## BEGIN

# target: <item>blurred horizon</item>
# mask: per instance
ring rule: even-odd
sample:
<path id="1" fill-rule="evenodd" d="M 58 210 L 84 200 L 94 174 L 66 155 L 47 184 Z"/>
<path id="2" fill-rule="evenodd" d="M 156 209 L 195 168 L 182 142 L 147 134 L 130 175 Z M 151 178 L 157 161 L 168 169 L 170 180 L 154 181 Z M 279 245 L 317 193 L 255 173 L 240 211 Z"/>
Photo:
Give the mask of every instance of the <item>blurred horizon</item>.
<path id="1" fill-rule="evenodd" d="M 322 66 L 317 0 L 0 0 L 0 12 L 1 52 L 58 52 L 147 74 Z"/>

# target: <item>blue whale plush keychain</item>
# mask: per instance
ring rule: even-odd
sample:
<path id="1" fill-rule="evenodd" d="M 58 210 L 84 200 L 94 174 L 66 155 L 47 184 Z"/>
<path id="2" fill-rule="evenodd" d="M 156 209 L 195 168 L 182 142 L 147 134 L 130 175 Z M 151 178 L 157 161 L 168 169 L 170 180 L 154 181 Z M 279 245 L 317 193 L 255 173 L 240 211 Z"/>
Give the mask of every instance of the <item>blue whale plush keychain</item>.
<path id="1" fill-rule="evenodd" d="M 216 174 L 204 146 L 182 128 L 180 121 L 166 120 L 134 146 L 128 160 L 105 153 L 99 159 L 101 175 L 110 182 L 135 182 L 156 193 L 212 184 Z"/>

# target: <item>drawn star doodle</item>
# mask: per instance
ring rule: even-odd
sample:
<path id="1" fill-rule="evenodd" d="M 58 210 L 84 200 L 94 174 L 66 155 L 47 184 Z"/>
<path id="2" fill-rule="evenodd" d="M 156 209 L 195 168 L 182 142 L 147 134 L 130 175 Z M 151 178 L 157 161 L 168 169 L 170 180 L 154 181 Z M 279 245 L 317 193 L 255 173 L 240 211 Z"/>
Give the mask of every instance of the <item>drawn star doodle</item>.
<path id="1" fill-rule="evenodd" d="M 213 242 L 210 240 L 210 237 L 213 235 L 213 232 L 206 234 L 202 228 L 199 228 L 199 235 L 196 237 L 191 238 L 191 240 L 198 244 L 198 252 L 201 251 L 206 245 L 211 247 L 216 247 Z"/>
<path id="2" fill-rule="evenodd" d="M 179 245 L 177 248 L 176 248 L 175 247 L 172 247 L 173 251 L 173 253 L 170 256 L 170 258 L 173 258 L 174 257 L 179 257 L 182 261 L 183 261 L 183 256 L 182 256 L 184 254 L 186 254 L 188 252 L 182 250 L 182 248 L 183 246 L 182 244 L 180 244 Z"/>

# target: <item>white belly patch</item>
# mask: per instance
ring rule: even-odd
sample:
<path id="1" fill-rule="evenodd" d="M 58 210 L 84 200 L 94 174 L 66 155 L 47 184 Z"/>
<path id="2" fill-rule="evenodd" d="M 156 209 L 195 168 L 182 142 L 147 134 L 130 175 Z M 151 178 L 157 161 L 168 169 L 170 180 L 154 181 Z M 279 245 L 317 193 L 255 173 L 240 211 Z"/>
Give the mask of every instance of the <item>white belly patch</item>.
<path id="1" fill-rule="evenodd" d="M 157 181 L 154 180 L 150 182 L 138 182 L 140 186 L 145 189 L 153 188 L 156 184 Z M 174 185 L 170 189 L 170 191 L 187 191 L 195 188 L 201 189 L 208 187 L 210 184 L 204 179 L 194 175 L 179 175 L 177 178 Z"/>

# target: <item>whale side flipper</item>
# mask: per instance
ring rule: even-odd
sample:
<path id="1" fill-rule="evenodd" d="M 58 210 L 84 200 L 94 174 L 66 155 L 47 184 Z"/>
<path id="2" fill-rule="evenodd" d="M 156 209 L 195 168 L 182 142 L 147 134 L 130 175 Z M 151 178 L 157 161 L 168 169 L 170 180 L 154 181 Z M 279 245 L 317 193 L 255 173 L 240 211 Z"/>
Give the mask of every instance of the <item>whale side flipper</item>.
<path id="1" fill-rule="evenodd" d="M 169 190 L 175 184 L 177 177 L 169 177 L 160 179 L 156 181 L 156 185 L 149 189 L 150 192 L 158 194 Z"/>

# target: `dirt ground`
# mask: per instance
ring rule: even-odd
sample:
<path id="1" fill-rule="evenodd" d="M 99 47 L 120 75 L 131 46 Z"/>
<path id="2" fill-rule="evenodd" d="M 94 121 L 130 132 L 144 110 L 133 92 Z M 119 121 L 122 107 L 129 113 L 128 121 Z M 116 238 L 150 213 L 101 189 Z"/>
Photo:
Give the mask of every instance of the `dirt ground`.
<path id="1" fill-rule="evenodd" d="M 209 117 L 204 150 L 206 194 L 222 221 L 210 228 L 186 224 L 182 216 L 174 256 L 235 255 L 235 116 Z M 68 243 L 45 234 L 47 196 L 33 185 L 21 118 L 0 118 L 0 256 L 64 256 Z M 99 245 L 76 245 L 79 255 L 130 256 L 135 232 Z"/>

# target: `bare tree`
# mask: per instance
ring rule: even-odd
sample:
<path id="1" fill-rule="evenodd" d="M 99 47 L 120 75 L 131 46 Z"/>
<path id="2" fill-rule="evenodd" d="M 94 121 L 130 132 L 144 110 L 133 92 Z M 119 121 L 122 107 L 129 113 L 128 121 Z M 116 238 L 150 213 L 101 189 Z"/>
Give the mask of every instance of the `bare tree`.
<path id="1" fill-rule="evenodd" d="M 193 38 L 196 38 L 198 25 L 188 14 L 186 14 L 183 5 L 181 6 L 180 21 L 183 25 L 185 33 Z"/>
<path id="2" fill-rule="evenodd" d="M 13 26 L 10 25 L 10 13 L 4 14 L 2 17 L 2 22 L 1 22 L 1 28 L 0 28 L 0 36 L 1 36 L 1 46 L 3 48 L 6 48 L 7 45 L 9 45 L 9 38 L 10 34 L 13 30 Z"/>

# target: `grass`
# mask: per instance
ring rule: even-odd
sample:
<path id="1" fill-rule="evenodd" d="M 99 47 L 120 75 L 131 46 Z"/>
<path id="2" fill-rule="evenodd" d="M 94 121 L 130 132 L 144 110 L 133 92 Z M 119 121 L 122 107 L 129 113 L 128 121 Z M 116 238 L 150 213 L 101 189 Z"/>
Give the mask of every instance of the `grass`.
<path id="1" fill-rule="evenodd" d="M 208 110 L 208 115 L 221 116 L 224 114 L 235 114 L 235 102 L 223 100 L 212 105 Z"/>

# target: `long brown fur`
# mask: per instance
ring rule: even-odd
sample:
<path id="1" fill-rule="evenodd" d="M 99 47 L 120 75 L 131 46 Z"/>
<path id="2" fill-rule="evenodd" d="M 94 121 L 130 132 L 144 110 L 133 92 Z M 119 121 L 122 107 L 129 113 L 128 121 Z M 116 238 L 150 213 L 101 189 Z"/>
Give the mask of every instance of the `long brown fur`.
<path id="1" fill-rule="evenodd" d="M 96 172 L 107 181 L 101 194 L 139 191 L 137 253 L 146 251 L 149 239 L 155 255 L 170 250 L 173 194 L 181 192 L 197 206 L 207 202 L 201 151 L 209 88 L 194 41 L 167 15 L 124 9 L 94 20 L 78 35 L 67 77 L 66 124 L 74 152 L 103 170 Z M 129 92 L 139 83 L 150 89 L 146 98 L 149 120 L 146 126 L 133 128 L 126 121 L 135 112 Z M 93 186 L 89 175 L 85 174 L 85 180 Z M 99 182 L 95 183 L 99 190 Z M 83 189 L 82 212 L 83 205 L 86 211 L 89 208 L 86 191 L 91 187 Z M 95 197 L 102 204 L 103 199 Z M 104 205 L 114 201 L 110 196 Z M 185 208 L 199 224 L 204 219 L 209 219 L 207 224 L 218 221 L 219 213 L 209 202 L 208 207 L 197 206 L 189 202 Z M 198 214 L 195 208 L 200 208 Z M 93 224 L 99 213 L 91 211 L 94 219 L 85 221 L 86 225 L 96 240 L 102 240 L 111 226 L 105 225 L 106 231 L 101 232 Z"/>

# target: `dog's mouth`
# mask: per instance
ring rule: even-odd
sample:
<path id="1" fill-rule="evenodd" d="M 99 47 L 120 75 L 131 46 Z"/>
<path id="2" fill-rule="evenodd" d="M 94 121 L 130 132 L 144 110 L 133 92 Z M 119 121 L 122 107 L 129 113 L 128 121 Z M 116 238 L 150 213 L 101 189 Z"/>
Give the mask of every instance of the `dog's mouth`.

## END

[Requirement]:
State how many lines of the listing above contain the string "doodle", treating uppercase and lowercase as distinct, and give only that number.

[Answer to the exercise]:
2